## [Given instruction 1]
Decide whether each statement (a), (b), and (c) agrees with the Judy Garland timeline. Answer yes or no for each and quote the words of the timeline that settle it. (a) The Gumm Sisters' engagement at the St. Catherine Hotel lasted two days. (b) On June 2, 1939, Judy was dismissed from the set at 9 a.m. (c) The tea and cocktail party was set for a Sunday.
## [Given instruction 2]
Go on with the Judy Garland timeline, starting after its final line.
**** Document excerpt ****
Judy Garland in 1934

June 2, 1934:  The first of a two-day weekend engagement for “The Gumm Sisters” at the St. Catherine Hotel, Catalina Island.  No other information is known about the engagement.



Judy Garland and Mickey Rooney in "Babes In Arms" 1939

June 2, 1939:  Filming continued on Babes in Arms on the “Exterior Country Road and Path” set, which was most likely some spot on MGM’s Backlot #2.  Judy was due on the set at 9 a.m.; lunch: 12:31 – 1:31 p.m.; dismissed: 5:40 p.m.

Check out The Judy Room’s Filmography Page on Babes in Arms here.

1939-6-2 Hebdo

Also on June 2nd, Judy made a lovely cover model for “Hebdo” magazine.  Photo provided by Kim Lundgreen.  Thanks, Kim!



Judy Garland and David Rose 1941

June 2, 1941:  Judy and David Rose officially announced their engagement by sending out invitations that read:

June 2, 1941
1231 Stone Canyon Road

Miss Judy Garland requests the pleasure of your company at a tea and cocktail party. Sunday, 15 of June, 1 till 5 o’clock.
**** Data supplied ****
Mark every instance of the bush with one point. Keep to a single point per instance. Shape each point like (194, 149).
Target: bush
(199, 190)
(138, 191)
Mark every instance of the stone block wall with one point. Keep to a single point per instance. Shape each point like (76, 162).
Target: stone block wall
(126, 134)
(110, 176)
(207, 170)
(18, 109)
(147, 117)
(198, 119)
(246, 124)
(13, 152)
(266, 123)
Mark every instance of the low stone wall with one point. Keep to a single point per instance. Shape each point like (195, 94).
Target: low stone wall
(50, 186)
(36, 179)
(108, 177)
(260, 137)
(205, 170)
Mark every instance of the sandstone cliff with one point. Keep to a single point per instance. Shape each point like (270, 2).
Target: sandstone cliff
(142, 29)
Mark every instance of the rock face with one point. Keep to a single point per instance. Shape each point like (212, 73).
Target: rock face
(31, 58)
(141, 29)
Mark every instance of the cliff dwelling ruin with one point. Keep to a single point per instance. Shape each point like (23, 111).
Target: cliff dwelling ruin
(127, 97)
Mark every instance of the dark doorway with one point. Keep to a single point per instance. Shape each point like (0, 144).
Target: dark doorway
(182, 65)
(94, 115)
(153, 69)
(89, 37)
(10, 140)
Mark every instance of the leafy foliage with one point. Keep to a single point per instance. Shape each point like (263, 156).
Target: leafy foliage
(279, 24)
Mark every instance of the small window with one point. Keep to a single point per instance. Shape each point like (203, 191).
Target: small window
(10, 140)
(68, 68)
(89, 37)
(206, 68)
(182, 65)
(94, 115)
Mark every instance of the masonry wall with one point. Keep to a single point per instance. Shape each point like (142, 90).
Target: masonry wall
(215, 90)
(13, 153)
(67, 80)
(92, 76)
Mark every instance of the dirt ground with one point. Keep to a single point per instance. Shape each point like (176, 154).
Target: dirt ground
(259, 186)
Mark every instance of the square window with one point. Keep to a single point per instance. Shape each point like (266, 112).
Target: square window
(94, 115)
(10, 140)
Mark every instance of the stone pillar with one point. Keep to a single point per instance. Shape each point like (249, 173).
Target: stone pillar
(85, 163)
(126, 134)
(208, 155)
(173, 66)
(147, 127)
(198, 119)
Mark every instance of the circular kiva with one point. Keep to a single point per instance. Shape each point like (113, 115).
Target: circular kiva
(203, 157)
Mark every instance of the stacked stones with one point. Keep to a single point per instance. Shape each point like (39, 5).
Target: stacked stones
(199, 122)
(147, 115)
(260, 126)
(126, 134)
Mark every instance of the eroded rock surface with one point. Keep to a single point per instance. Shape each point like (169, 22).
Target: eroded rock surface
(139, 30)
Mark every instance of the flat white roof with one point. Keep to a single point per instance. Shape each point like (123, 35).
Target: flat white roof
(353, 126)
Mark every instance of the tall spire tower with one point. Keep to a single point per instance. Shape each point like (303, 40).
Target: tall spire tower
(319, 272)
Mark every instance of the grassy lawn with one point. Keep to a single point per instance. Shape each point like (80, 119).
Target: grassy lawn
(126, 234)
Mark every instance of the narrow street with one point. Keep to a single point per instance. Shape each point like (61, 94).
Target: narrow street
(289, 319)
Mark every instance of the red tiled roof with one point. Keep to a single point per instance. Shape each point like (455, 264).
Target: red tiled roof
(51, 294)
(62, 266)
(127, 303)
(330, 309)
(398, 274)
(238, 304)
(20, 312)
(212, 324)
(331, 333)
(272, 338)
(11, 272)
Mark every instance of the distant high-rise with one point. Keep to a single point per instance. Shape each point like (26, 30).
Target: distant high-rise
****
## [Expected answer 1]
(a) Yes: "The first of a two-day weekend engagement for “The Gumm Sisters” at the St. Catherine Hotel, Catalina Island."
(b) No: "Judy was due on the set at 9 a.m.; lunch: 12:31 – 1:31 p.m.; dismissed: 5:40 p.m."
(c) Yes: "Sunday, 15 of June, 1 till 5 o’clock."

## [Expected answer 2]
Inside the invitation was the printed, official announcement of Judy’s engagement to David Rose.



The Harvey Girls starring Judy Garland - half sheet poster

June 2, 1945:  Filming continued on The Harvey Girls on the “Exterior Desert” set which was on location in Chatsworth, Los Angeles.  Time called: 10 a.m.; dismissed: 5:56 p.m.

Check out The Judy Room’s Filmography Pages on The Harvey Girls here.



June-2,-1945-The_Gazette-(Montreal)

June 2, 1945:  Meet Me In St. Louis premiered in November of 1944, but as this newspaper ad out of Montreal, Quebec, Canada, shows it had a long run.  Longer than most films of the time.

Check out The Judy Room’s Extensive Spotlight on Meet Me In St. Louis here.



June 2, 1945:  Here is another great theatre promotion for Meet Me In St. Louis (released in 1944), created by theatre manager Dave Thomas of the Center Theatre in Salt Lake City, as published in the trade magazine “Motion Picture Herald.”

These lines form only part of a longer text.